About this exercise: Exactly the lines below from the one with "TASK = identify one point per instance of the concrete walkway" up to and including the one with "TARGET = green grass" make up the answer, with nothing else added.
╭─ Task input
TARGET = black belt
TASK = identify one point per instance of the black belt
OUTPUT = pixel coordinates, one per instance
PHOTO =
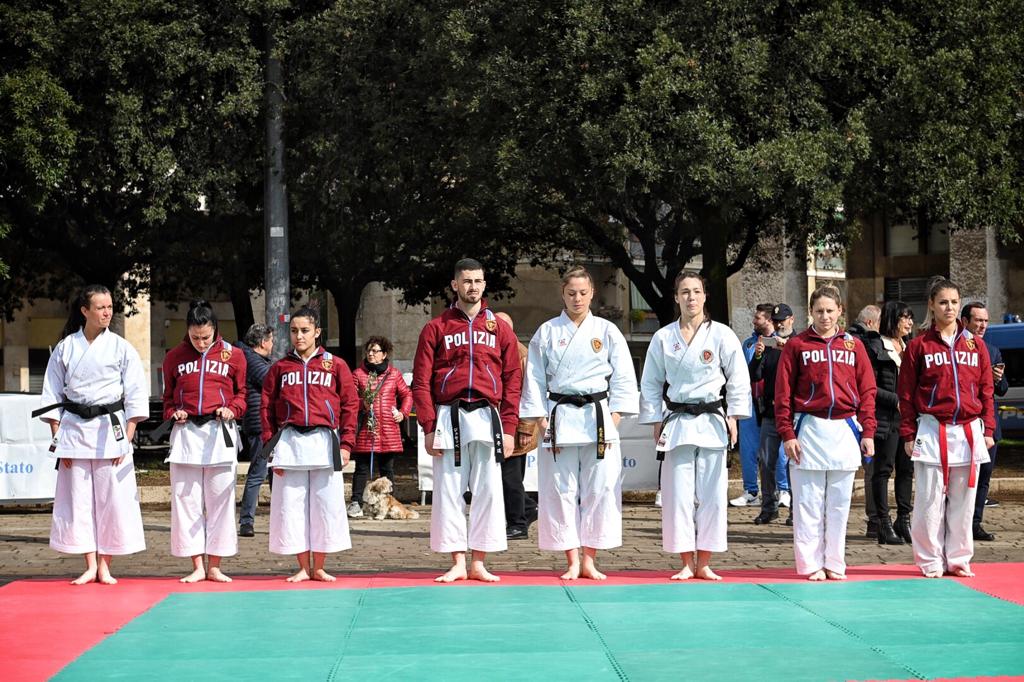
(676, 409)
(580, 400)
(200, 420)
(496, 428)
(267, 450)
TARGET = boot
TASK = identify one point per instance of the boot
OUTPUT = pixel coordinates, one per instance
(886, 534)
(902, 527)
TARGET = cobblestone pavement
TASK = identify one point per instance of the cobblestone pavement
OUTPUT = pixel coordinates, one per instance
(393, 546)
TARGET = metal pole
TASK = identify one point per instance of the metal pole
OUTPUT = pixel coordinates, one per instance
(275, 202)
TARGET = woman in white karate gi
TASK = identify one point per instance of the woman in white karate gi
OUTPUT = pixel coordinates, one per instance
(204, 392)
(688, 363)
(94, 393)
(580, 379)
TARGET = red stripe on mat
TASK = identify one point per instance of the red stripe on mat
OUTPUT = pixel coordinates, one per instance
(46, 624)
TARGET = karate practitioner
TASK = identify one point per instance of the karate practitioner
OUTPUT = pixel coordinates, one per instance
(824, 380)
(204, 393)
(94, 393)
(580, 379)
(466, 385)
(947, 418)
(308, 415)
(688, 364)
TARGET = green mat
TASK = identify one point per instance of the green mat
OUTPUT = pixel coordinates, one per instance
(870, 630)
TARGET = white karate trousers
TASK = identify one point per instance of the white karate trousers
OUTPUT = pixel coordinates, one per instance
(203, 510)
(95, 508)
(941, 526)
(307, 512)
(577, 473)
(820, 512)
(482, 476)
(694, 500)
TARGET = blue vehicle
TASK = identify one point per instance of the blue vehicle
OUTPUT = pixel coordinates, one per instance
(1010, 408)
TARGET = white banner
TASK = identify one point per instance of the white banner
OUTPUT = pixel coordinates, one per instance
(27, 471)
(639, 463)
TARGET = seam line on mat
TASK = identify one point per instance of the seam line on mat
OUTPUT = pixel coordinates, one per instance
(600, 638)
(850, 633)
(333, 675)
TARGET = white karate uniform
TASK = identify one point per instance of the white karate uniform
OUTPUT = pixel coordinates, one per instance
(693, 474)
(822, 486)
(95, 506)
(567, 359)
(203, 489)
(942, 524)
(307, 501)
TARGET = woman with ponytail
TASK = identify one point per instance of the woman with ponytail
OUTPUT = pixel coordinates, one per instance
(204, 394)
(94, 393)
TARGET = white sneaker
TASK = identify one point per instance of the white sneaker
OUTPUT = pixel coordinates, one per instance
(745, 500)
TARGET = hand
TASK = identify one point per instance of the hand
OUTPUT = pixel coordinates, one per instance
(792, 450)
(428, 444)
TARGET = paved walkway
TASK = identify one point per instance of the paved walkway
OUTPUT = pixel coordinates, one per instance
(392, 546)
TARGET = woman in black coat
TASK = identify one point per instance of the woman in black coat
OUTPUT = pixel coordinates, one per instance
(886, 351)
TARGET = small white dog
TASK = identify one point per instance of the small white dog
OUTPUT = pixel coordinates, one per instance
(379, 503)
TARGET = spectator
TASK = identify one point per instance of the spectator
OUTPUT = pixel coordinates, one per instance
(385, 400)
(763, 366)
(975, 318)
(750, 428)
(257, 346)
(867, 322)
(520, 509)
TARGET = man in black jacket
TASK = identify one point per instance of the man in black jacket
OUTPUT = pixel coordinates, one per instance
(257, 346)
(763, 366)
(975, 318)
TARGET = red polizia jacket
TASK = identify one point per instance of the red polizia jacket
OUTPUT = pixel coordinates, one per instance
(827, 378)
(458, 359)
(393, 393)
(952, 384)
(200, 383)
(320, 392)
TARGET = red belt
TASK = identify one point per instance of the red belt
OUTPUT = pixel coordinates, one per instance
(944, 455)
╰─
╭─ Task input
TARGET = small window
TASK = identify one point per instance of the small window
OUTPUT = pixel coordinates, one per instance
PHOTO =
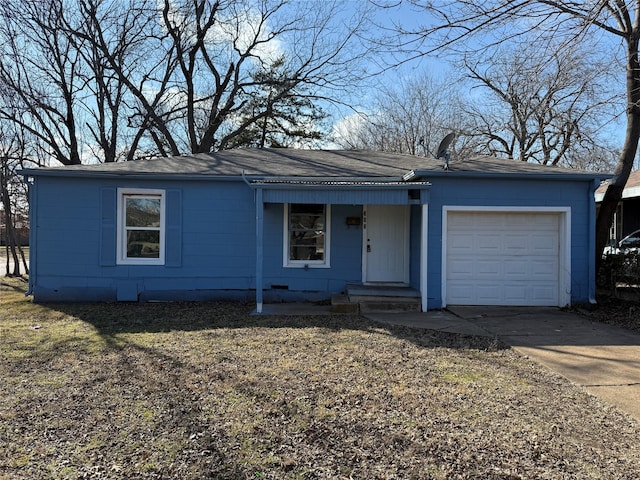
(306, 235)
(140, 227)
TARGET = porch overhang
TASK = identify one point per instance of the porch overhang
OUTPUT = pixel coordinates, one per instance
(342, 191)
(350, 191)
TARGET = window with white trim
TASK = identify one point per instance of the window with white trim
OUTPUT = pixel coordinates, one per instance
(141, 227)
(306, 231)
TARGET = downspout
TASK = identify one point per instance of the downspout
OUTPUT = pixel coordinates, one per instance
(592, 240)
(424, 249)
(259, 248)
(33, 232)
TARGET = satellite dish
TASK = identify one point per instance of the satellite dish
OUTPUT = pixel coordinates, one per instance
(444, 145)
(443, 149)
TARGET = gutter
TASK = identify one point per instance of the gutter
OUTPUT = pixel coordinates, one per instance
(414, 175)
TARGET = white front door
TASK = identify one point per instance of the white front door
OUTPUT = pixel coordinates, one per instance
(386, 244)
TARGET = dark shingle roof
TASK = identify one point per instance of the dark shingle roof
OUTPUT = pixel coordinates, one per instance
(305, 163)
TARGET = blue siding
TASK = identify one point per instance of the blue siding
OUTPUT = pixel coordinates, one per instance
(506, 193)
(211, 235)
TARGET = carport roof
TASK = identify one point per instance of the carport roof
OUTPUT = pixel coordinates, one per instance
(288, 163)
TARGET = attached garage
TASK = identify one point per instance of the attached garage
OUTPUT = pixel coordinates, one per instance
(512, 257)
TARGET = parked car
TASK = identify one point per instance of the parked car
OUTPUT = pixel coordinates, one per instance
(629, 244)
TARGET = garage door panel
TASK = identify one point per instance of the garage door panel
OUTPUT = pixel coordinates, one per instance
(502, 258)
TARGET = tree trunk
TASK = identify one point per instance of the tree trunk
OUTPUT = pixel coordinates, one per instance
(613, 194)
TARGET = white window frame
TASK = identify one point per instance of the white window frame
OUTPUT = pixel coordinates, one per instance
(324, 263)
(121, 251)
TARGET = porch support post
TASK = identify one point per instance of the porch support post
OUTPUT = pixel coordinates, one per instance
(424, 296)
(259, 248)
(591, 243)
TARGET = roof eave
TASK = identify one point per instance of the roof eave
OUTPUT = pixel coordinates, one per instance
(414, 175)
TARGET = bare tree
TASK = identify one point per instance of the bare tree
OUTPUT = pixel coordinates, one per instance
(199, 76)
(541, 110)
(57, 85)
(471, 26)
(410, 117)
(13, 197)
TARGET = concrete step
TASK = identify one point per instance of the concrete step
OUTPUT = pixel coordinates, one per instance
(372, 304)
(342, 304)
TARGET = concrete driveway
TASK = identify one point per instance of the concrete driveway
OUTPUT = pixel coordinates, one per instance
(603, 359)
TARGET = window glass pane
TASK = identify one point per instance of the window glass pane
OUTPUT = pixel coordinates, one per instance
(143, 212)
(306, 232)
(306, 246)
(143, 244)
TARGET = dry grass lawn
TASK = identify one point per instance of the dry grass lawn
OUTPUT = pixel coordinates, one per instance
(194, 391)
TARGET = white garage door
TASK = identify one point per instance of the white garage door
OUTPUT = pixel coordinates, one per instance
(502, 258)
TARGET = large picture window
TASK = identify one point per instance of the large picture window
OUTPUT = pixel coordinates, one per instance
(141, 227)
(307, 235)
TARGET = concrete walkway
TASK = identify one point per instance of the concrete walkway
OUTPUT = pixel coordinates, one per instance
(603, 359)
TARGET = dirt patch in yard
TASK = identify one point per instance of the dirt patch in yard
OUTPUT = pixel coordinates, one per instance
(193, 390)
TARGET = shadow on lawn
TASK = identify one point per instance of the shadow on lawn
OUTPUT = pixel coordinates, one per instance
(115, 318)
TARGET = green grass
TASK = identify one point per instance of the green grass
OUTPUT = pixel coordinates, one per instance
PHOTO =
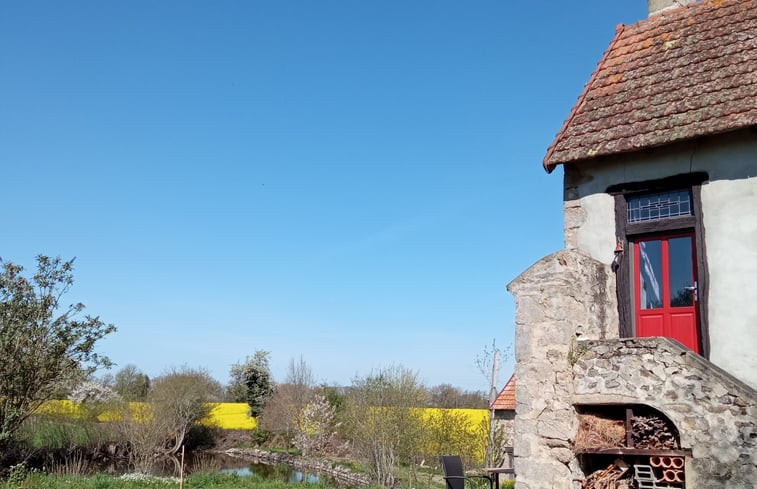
╰─
Solution for this problem:
TASK = identify one point per instance of the concrete walkway
OUTPUT = pixel coordinates, one per instance
(603, 359)
TARGET = dirt patch in yard
TASK = identify one point per instance of the dirt patch in yard
OUTPUT = pixel coordinates, one per instance
(193, 390)
TARGET = shadow on lawn
TASK = identify one point per instance of the shadow on lawn
OUTPUT = pixel coordinates, one per instance
(115, 318)
TARGET = green grass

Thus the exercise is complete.